**EXERCISE GOAL**
The records under this task must be duplicated exactly.

**RECORDS TO USE**

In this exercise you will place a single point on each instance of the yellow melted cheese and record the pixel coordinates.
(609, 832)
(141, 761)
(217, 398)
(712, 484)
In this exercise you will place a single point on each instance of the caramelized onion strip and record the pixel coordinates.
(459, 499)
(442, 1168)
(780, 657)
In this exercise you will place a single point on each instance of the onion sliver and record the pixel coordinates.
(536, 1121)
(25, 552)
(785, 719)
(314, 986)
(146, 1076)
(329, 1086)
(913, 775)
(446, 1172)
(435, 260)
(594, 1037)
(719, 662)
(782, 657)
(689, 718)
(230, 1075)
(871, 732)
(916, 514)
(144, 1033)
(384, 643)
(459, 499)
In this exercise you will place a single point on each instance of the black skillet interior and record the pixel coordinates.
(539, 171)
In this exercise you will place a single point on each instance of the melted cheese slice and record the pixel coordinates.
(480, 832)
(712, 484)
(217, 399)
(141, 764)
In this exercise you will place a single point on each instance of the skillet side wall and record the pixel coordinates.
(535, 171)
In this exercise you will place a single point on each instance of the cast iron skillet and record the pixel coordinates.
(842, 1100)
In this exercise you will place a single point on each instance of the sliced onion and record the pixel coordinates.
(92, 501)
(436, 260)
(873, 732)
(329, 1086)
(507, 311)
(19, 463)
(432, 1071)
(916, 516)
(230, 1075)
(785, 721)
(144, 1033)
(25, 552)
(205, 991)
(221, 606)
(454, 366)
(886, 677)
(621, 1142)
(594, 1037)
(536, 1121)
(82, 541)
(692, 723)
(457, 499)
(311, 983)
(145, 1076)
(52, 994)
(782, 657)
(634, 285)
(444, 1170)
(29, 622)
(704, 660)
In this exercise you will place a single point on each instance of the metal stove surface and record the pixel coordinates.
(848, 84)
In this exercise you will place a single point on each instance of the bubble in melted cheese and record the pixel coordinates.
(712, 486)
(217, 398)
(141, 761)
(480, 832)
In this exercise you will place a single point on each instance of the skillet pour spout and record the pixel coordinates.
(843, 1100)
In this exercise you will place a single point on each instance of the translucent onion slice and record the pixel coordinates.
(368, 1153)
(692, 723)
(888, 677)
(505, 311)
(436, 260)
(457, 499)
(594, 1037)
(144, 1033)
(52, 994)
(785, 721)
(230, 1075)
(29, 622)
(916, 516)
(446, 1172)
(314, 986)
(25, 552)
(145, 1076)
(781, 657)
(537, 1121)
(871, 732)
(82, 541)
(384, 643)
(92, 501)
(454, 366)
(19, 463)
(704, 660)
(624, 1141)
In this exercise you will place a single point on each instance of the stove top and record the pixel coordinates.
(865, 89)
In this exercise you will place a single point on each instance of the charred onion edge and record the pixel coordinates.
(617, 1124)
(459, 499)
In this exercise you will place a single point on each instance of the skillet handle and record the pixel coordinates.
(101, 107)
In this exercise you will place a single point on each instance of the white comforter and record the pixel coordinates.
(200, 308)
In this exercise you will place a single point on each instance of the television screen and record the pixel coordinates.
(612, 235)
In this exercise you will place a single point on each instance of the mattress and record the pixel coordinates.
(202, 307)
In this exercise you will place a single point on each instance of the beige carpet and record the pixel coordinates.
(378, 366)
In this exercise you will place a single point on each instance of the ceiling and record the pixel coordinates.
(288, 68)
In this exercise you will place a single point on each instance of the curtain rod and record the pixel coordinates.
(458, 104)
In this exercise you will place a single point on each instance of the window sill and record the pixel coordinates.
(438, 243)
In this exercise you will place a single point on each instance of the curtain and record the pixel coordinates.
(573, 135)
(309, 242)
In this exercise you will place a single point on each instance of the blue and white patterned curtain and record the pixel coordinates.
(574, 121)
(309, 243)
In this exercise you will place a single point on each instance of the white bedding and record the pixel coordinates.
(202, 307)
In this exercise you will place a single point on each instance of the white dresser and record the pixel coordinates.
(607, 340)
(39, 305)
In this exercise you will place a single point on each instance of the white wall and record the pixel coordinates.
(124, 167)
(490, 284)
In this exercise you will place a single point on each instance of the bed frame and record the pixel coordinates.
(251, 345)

**THE ANSWER**
In this exercise you will place a single point on each instance of the yellow melted cheese and record the pixel coordinates.
(609, 832)
(141, 761)
(217, 398)
(712, 484)
In this exercise you will place a single point on each instance of the caramelized onion strip and record the pixel coordinates.
(459, 499)
(442, 1168)
(780, 657)
In this exercise you will place a single point on each instance of the onion sliver and record the pixel coordinates.
(536, 1121)
(25, 552)
(785, 719)
(314, 986)
(146, 1076)
(329, 1086)
(913, 775)
(446, 1172)
(435, 260)
(594, 1037)
(719, 662)
(782, 657)
(689, 718)
(230, 1075)
(871, 732)
(916, 514)
(144, 1033)
(384, 643)
(459, 499)
In this exercise you will place a single point on each instance of the black skillet interior and record the pixel coordinates.
(539, 171)
In this exercise you will place a single point on each instance of the melted cheese slice and record the pixel coordinates.
(480, 832)
(712, 484)
(217, 399)
(141, 764)
In this exercise you will place a single point on each instance of the skillet side wall and record the pixel coordinates.
(535, 171)
In this exercise you will place a single point on each instance of the cast iron skillet and record the pixel coordinates.
(842, 1100)
In this exercise you will place a single point on each instance of the sliced onion and record the pixel coordinates.
(92, 501)
(436, 260)
(873, 732)
(329, 1086)
(507, 311)
(19, 463)
(432, 1071)
(916, 516)
(230, 1075)
(785, 721)
(144, 1033)
(25, 552)
(205, 991)
(221, 606)
(454, 366)
(886, 677)
(621, 1142)
(594, 1037)
(536, 1121)
(82, 541)
(692, 723)
(457, 499)
(311, 983)
(145, 1076)
(52, 994)
(782, 657)
(634, 285)
(444, 1170)
(29, 622)
(704, 660)
In this exercise you will place a single point on each instance of the metal stove surface and record the pixel coordinates.
(848, 84)
In this exercise you will place a single point on each instance of the bubble in melted cheese and record the pixel coordinates.
(712, 486)
(217, 398)
(141, 761)
(480, 832)
In this exercise you will place a single point on each instance of the skillet pour spout and record the pixel coordinates.
(843, 1100)
In this exercise you will place a single point on each instance of the translucent onion slice and record the pixel coordinates.
(368, 1153)
(692, 723)
(888, 677)
(505, 311)
(436, 260)
(457, 499)
(594, 1037)
(144, 1033)
(52, 994)
(785, 721)
(230, 1075)
(29, 622)
(916, 516)
(446, 1172)
(314, 986)
(25, 552)
(145, 1076)
(781, 657)
(537, 1121)
(871, 732)
(82, 541)
(384, 643)
(92, 501)
(454, 366)
(19, 463)
(704, 660)
(624, 1141)
In this exercise you will place a single point on each instance of the stove top and record the pixel coordinates.
(865, 89)
In this exercise you will place a single point on each instance of the charred onion edge and record the pixel coordinates.
(617, 1124)
(459, 499)
In this exercise you will place a single point on each instance of the skillet handle and record the pixel coordinates.
(101, 107)
In this exercise you will place a single point on each instance of the white comforter and record the pixel coordinates.
(200, 308)
In this exercise you will place a single point on each instance of the television screen and record the pixel coordinates.
(612, 235)
In this exercise you will place a single point on each instance of the mattress and record the pixel coordinates.
(202, 307)
In this exercise you will place a single point on each instance of the beige carpet and record the pixel coordinates.
(378, 366)
In this exercise you will place a single point on each instance of the ceiling and record the pixel coordinates.
(288, 68)
In this exercise you will place a single point on each instance of the curtain rod and record the pixel coordinates.
(458, 104)
In this exercise you will place a single point on each instance of the window sill and record the pixel coordinates.
(438, 243)
In this exercise you will place a single point on each instance of the curtain and record the pixel coordinates.
(573, 135)
(309, 242)
In this exercise you will place a single point on each instance of the blue and white patterned curtain and record the pixel coordinates.
(574, 121)
(309, 243)
In this exercise you will place a single point on each instance of the white bedding and record the pixel coordinates.
(202, 307)
In this exercise you will place a single point on each instance of the white dresser and record the pixel coordinates.
(607, 340)
(39, 305)
In this exercise you will place a single point on each instance of the white wall and record the pixel coordinates.
(124, 167)
(490, 284)
In this exercise you will place a single point on each instance of the bed frame and record the pixel coordinates.
(251, 345)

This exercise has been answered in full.